Last week a co-worker brought a bag of chips to lunch. I noticed a different color on the package and when I looked I saw the color was pink. The package said the company would donate 25 cents to a national breast cancer organization for each proof of purchase returned to the chip manufacturer.
October being Breast Cancer Awareness Month this is not the only pink thing I’ve seen. A cell phone company is selling pink phones. A candy company made a pink version of its popular candy-coated chocolates. There are cans of soup with pink and white labels instead of their normal red and white ones.
Realize it was not always this way. My mother was diagnosed with breast cancer in 1980. Back then there was no special month for breast cancer; no things for the cure; no companies with special merchandise. Pink was just a color and breast cancer, along with cancer in general, just wasn’t talked about.
At the Connect the Dots training C3 held last May just before the One Voice Against Cancer Lobby Day, Jane Reese-Colburne, one of the founders of the National Breast Cancer Coalition, told us about the early days. Back then NBCC consisted of a few women sitting around a dining room table. More than likely this is the same with other high-profile breast cancer groups.
Those affected by breast cancer realized they could do much more collectively than individually so people started to band together to have greater impact. Groups which look so large and successful started small and did what they could with what they had. The highly visible organizations and movements of today were once little more than an idea in someone’s head.
It is easy to feel jealous and even angry when it seems everyone talks about breast cancer yet seem so silent about colon and rectal cancer. It is discouraging when most people know what a pink ribbon means while you have to explain your Blue Star pin every time you wear it. As you deal with these thoughts and feelings remember that our enemy is not pink ribbons but cancer.
Rome was not built in a day. This means those of us associated with C3, along with the colorectal cancer community in general, need to remember it takes time to build a strong and healthy movement able to go the distance.
To get there we need the infrastructure in place to support activities in the field. We need a base of people willing to do what it takes to get the awareness we want, whether that be of the need to be screened or for public policy decisions favorable to our agenda. We need to set goals, plan our work, and work our plan. We need to celebrate our successes and learn from our failures.
Awareness without action has no impact. By focusing on action we get the most bang for the buck and will have the awareness of colon and rectal cancer we so desire. People will see our deeds and the sea of Blue Stars will follow soon enough.

--- --- ---

Work instruction A:
Decide whether each statement agrees with the essay on pink merchandise and colorectal cancer awareness. For each, answer yes or no and quote the essay's deciding words: (i) The writer's mother was diagnosed with breast cancer in 1980. (ii) The chip company pledged 50 cents for each proof of purchase returned. (iii) Jane Reese-Colburne is one of the founders of C3.
Work instruction B:
In the essay on pink merchandise and colorectal cancer awareness, what did NBCC consist of in its early days?
Work instruction C:
Print the portion of the essay on pink merchandise and colorectal cancer awareness between "At the Connect" and "in someone’s head.", inclusive.

(Records drawn from a data source)
--- --- ---

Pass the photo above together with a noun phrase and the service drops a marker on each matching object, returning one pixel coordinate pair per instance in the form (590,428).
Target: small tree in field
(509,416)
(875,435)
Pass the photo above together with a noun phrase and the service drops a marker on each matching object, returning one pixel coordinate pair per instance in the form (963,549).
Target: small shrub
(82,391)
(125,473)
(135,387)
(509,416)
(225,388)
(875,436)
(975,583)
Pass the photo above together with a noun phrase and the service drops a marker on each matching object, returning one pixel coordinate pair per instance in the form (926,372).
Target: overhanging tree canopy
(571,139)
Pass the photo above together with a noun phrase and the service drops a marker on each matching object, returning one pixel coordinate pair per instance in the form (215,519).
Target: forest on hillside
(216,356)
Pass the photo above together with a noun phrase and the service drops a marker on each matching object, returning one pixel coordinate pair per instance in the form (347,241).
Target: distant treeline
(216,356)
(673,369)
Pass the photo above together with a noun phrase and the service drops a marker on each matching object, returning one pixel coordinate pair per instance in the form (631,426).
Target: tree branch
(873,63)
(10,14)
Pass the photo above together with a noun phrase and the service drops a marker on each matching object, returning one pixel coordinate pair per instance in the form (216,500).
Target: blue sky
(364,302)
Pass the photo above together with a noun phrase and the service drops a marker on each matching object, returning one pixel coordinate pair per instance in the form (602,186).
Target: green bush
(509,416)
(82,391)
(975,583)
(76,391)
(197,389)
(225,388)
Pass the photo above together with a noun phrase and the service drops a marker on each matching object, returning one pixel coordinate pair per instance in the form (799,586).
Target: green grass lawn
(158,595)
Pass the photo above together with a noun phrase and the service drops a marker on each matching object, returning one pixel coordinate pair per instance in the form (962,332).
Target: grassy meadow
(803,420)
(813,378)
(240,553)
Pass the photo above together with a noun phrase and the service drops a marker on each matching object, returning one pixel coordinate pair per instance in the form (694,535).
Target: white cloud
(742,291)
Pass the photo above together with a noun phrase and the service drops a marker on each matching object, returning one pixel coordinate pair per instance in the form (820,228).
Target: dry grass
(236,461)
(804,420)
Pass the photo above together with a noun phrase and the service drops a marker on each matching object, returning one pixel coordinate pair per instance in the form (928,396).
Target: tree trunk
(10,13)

--- --- ---

Response box A:
(i) Yes: "My mother was diagnosed with breast cancer in 1980."
(ii) No: "the company would donate 25 cents to a national breast cancer organization for each proof of purchase returned to the chip manufacturer."
(iii) No: "Jane Reese-Colburne, one of the founders of the National Breast Cancer Coalition"

Response box B:
A few women sitting around a dining room table.

Response box C:
At the Connect the Dots training C3 held last May just before the One Voice Against Cancer Lobby Day, Jane Reese-Colburne, one of the founders of the National Breast Cancer Coalition, told us about the early days. Back then NBCC consisted of a few women sitting around a dining room table. More than likely this is the same with other high-profile breast cancer groups.
Those affected by breast cancer realized they could do much more collectively than individually so people started to band together to have greater impact. Groups which look so large and successful started small and did what they could with what they had. The highly visible organizations and movements of today were once little more than an idea in someone’s head.